## Consigne 1
Dites si chaque affirmation est d'accord avec l'extrait sur la contraception. Répondez par oui ou par non, et recopiez tels quels les mots du texte qui tranchent. (a) En France, la pilule est autorisée depuis la loi Neuwirth de 1967. (b) Le texte nie les effets secondaires gênants de la contraception hormonale. (c) Jusque dans les années 60, les « filles-mères » étaient peu mal vues.
## Consigne 2
Recopiez sans rien changer le passage de l'extrait sur la contraception qui commence aux mots « Plus de soixante ». Arrêtez-vous après les mots « et leur sexualité. ».

Plus de soixante ans après l’invention de la pilule (autorisée en France depuis seulement la loi Neuwirth de 1967), le débat est relancé sur la contraception hormonale et ses « méfaits » selon ses détracteurs. Nombre d’applications fleurissent, vantant les méthodes dites naturelles, et la culpabilisation des femmes bat son plein.
Depuis plusieurs années, les publications se succèdent pour expliquer aux femmes à quel point la contraception est dangereuse pour leur santé et nocive pour l’environnement. S’il n’est pas question de nier les effets secondaires gênants pour certaines femmes, il convient cependant de ne pas oublier les bienfaits de la contraception hormonale, sur leurs conditions de vie et leur sexualité.
La découverte de la pilule a marqué une révolution dans l’histoire des femmes. Elle leur a en effet permis de planifier leurs grossesses, de permettre à celles qui ne veulent pas d’enfant de ne pas en avoir, d’avoir des rapports sexuels (y compris avant le mariage) sans crainte d’une grossesse. Rappelons que, jusque dans les années 60, les « filles-mères » (et leurs enfants) étaient extrêmement stigmatisées. On reprochait aux filles et aux femmes d’être enceintes, tout en leur interdisant un moyen de contraception. Il s’agissait de contrôler la sexualité féminine.

## Données enregistrées
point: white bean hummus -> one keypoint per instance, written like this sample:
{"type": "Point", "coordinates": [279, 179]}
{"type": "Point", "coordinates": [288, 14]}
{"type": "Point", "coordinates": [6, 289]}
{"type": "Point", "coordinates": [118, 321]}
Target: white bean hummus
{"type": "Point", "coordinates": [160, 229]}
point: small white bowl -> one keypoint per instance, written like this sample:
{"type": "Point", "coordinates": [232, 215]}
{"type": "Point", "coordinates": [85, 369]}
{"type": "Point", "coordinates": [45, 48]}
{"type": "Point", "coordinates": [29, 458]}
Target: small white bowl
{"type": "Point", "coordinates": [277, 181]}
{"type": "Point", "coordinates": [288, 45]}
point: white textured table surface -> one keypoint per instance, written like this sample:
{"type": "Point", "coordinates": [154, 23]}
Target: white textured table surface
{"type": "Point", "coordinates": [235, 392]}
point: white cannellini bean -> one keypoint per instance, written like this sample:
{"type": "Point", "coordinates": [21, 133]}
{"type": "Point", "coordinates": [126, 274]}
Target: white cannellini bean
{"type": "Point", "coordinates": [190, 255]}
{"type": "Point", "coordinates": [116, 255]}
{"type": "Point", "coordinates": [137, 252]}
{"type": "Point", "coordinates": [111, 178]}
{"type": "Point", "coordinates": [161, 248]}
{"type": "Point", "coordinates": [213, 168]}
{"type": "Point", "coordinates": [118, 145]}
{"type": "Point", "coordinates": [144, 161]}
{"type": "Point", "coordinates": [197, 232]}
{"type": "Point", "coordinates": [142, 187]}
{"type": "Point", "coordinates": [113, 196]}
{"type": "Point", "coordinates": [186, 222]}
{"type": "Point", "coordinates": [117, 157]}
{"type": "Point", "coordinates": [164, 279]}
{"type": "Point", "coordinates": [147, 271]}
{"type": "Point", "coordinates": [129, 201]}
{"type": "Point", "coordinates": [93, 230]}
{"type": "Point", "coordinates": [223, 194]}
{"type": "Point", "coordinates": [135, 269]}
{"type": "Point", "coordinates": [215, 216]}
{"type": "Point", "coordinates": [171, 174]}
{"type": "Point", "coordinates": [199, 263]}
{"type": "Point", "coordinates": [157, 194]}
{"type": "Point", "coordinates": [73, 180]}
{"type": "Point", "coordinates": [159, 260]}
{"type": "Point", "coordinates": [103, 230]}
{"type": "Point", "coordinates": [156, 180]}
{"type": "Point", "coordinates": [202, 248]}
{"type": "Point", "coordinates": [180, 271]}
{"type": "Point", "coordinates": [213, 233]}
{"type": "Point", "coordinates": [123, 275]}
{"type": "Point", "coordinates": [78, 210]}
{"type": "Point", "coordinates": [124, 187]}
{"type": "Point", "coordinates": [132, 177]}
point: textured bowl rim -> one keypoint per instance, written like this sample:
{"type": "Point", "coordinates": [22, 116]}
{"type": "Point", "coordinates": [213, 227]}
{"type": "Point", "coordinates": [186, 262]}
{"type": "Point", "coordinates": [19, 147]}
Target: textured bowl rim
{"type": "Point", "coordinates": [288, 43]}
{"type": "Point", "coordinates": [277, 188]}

## Réponse 1
(a) Oui : « autorisée en France depuis seulement la loi Neuwirth de 1967 ».
(b) Non : « S’il n’est pas question de nier les effets secondaires gênants pour certaines femmes ».
(c) Non : « étaient extrêmement stigmatisées ».

## Réponse 2
Plus de soixante ans après l’invention de la pilule (autorisée en France depuis seulement la loi Neuwirth de 1967), le débat est relancé sur la contraception hormonale et ses « méfaits » selon ses détracteurs. Nombre d’applications fleurissent, vantant les méthodes dites naturelles, et la culpabilisation des femmes bat son plein.
Depuis plusieurs années, les publications se succèdent pour expliquer aux femmes à quel point la contraception est dangereuse pour leur santé et nocive pour l’environnement. S’il n’est pas question de nier les effets secondaires gênants pour certaines femmes, il convient cependant de ne pas oublier les bienfaits de la contraception hormonale, sur leurs conditions de vie et leur sexualité.